Texte choisi:
Les premiers mots de Sophie, sa main dans la mienne, un soir de juillet.
Les questions qui fusaient au musée. Leur sur-excitation avant les soirées à thème.
Leur créativité révélée par les activités manuelles (de l'argile, ENFIN !).
Leur constante demande d’affection.
Louise Attaque pendant les comptes rendus d’observation.
Les sursauts pendant les tours de garde, armée d’une lampe torche ou de la lumière de mon portable (curieusement, la lampe torche, on l’oublie une fois, pas deux…)
Les cinquièmes esquivés pour arriver à cinq heures et demies de sommeil.
Les mauvais jours, à fleur de peau.
Mais leur joie de vivre, quoiqu’il arrive.
L’urgence. Les crises de paranoïa. Mon baptême d’ambulance, un rapatriement en hp. Une nuit à l’hôpital, où on a cru qu’un transformiste était mon « fiancé ».(A vrai dire, j’aime bien ça, l’urgence. Juste pour la pousée d'adrénaline.)

Listing source:
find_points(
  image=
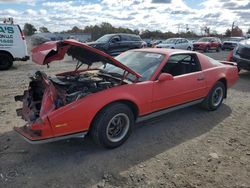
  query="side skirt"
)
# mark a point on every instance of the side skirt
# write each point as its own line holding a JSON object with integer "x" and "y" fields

Travail demandé:
**1)** Extrayez du texte choisi, sans rien y changer, le passage qui va de « Les questions qui » jusqu'à « fois, pas deux…) » inclus.
**2)** Recopiez à l'identique toutes les lignes du listing, en omettant les images.

Réponses attendues:
**1)**
Les questions qui fusaient au musée. Leur sur-excitation avant les soirées à thème.
Leur créativité révélée par les activités manuelles (de l'argile, ENFIN !).
Leur constante demande d’affection.
Louise Attaque pendant les comptes rendus d’observation.
Les sursauts pendant les tours de garde, armée d’une lampe torche ou de la lumière de mon portable (curieusement, la lampe torche, on l’oublie une fois, pas deux…)

**2)**
find_points(
  image=
  query="side skirt"
)
# mark a point on every instance of the side skirt
# write each point as its own line holding a JSON object with integer "x" and "y" fields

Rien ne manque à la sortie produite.